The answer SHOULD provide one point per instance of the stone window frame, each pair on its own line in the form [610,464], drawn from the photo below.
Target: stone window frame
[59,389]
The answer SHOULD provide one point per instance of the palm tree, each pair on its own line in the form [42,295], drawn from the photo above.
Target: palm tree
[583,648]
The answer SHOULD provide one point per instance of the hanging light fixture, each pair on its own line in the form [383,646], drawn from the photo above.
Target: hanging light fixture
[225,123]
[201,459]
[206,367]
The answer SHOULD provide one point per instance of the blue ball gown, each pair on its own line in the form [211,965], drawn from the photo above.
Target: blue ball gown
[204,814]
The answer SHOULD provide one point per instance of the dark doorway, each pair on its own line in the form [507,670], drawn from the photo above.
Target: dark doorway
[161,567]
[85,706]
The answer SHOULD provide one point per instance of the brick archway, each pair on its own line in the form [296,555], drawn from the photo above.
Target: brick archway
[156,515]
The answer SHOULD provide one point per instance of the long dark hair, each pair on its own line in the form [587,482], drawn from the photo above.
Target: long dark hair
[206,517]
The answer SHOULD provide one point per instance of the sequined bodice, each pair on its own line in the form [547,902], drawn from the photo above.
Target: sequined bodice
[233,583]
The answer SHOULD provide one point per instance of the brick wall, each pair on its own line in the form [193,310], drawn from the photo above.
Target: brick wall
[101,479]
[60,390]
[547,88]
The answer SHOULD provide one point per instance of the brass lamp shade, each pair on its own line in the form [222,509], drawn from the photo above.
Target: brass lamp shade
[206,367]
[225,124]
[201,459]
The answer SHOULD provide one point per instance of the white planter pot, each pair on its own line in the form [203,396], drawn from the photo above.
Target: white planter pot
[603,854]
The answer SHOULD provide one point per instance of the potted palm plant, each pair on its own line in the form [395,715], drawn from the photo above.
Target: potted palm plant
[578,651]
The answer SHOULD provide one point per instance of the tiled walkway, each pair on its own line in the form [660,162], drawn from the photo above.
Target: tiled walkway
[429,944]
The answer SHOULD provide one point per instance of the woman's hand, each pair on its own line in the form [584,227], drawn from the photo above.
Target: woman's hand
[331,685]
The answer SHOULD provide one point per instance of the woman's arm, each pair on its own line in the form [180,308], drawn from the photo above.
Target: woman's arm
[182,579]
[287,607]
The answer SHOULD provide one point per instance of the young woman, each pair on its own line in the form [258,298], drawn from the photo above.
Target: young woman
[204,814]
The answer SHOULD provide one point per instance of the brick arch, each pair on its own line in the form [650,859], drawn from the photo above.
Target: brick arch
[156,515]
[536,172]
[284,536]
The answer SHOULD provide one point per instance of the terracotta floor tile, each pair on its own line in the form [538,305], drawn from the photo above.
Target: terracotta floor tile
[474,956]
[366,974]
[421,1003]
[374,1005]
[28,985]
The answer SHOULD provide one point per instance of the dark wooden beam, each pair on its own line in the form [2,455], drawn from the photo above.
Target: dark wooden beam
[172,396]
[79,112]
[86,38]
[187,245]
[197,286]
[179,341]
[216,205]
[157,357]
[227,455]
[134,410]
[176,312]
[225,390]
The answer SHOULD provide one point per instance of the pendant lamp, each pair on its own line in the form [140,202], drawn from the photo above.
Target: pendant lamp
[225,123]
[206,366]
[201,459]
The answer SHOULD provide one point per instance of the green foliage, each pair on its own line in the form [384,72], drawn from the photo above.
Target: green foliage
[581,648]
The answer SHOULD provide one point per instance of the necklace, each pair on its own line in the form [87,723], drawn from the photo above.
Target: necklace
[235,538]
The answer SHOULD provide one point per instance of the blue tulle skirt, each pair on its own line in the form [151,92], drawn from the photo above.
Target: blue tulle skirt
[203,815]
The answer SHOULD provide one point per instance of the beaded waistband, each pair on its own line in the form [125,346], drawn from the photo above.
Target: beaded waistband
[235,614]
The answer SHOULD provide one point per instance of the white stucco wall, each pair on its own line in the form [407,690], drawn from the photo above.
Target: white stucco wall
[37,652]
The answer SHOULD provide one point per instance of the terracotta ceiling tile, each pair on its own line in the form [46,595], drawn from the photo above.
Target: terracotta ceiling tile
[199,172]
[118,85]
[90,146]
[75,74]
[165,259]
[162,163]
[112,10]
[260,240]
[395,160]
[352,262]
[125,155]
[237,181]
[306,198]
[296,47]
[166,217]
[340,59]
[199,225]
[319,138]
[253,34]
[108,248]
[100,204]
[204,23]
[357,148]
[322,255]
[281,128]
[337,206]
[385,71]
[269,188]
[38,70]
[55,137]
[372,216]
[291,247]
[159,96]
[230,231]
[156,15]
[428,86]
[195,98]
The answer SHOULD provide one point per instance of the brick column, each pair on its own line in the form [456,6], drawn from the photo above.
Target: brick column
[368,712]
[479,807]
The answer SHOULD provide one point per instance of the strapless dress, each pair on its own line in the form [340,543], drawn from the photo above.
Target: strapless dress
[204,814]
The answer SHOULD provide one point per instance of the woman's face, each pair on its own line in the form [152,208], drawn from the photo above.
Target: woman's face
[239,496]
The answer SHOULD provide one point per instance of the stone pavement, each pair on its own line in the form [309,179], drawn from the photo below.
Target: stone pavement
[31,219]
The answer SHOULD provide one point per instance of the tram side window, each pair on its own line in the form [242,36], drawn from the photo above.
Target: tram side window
────────────────────────────────────────
:: Exercise aim ::
Repeat the material above in its entirety, exactly.

:: Result of the task ::
The answer SHOULD provide one point per instance of the stone window frame, each pair on its own line in the form [610,464], drawn from the photo below.
Target: stone window frame
[59,389]
The answer SHOULD provide one point per instance of the palm tree, each pair on its own line in the form [42,295], drawn from the photo above.
Target: palm tree
[583,648]
The answer SHOULD provide one point per instance of the hanging light fixture, each pair on its own line in the form [383,646], drawn from the photo above.
Target: hanging light fixture
[225,123]
[201,459]
[206,367]
The answer SHOULD provide one point per instance of the blue ball gown, each pair on its own line in the form [211,965], drawn from the photo above.
Target: blue ball gown
[204,814]
The answer SHOULD provide one point per instance of the dark doorway, each pair on its own line in the form [507,670], drawn from the photo above.
Target: dark doorway
[161,567]
[85,706]
The answer SHOULD provide one point per instance of the brick archway, each pair on its own line in the form [296,555], drawn from the photo above.
Target: brick archway
[156,515]
The answer SHOULD provide one point per instance of the long dark hair, each pair on its own line in the form [587,482], drawn from the photo above.
Target: long dark hair
[206,517]
The answer SHOULD provide one point per instance of the sequined bodice, each pair on its own line in the form [547,902], drawn from the photo above.
Target: sequined bodice
[233,583]
The answer SHOULD provide one point per instance of the brick wall, each pair on its own line in the form [193,310], drawn from the photo above.
Target: brick wall
[101,479]
[60,390]
[547,88]
The answer SHOULD provide one point per instance of the brass lamp shade, each pair on its own line in the form [222,509], drawn from the photo above.
Target: brass lamp shade
[206,367]
[225,124]
[201,459]
The answer SHOULD provide one point per instance of the white planter pot, each pair on its own line in the form [203,396], drawn from the photo above.
Target: white planter pot
[603,854]
The answer SHOULD provide one point per instance of the potted palm plant, each pair on its own line in the form [395,715], drawn from the photo above.
Target: potted palm plant
[578,651]
The answer SHOULD provide one point per instance of the tiled walkway, each pair on its own line in the form [660,162], drawn from the photo above.
Target: tiled walkway
[429,944]
The answer SHOULD provide one point per instance of the woman's hand, each pair on its own line in the form [584,227], drawn from the photo above.
Target: woman's hand
[331,685]
The answer SHOULD provide one point per instance of the woman's arm, each pair on its own line in the form [180,308], drawn from the photo above.
Target: woman's arm
[182,579]
[287,607]
The answer SHOULD provide one point per instance of the young woman, each pair on its own line in the form [258,298], drawn from the photo above.
Target: young woman
[204,814]
The answer SHOULD provide one point per instance of the brick arch, each pair on its own line in the form [650,859], drawn from the photo above.
Target: brick arch
[156,515]
[536,172]
[284,536]
The answer SHOULD provide one point per instance of the terracotta floor tile, each pair on its own line in the form [538,305], drawn from the photo above.
Target: terracotta floor tile
[474,956]
[366,974]
[421,1003]
[374,1005]
[28,985]
The answer SHOULD provide one point per instance of the dark wooden beam, each pair on its own line in the form [2,455], drawn from the photo above.
Target: dark wooden beam
[172,396]
[79,112]
[86,38]
[187,245]
[197,286]
[179,341]
[216,205]
[157,357]
[227,455]
[134,410]
[176,312]
[225,390]
The answer SHOULD provide one point per instance of the pendant lamp, each pair on its own line in the form [140,202], drawn from the photo above.
Target: pendant lamp
[225,123]
[206,366]
[201,459]
The answer SHOULD provide one point per instance of the green foliage, each pair on its own line in the form [384,72], drawn from the photo above.
Target: green foliage
[581,648]
The answer SHOULD provide one point per instance of the necklace, each pair on its own line in the form [87,723], drawn from the photo above.
Target: necklace
[235,538]
The answer SHOULD provide one point per instance of the blue tulle skirt, each pair on its own line in the form [151,92], drawn from the photo above.
Target: blue tulle skirt
[203,815]
The answer SHOULD provide one point per instance of the beaded waistband, each pair on its own line in the form [125,346], drawn from the photo above.
Target: beaded waistband
[235,614]
The answer SHOULD provide one point per instance of the white stucco wall, each pair on its own line in the form [407,690], drawn from the photo above.
Target: white stucco wall
[37,652]
The answer SHOULD provide one point per instance of the terracotta ceiling tile, each pair on its own line in the form [46,595], drawn from the photo above.
Target: terracotta ceiling tile
[199,172]
[118,85]
[90,146]
[75,74]
[165,259]
[162,163]
[112,10]
[260,240]
[395,160]
[352,262]
[125,155]
[237,181]
[306,198]
[296,47]
[166,217]
[340,59]
[199,225]
[319,138]
[253,34]
[108,248]
[100,204]
[204,23]
[357,148]
[322,255]
[281,128]
[337,206]
[385,71]
[269,188]
[38,70]
[55,137]
[372,216]
[291,247]
[159,96]
[230,231]
[156,15]
[428,86]
[195,98]
The answer SHOULD provide one point per instance of the brick column, each pair on its own line in the form [456,6], drawn from the photo above.
Target: brick column
[368,712]
[479,807]
The answer SHOULD provide one point per instance of the strapless dress, each pair on its own line in the form [340,543], drawn from the photo above.
Target: strapless dress
[204,814]
The answer SHOULD provide one point per instance of the woman's face, each pair on its own line in the form [152,208], drawn from the photo above.
Target: woman's face
[239,496]
The answer SHOULD provide one point per instance of the stone pavement, each pair on its own line in the form [309,179], drawn from the photo below.
Target: stone pavement
[31,219]
The answer SHOULD provide one point per instance of the tram side window, each pair on its own line in the form [242,36], drawn from the photo above.
Target: tram side window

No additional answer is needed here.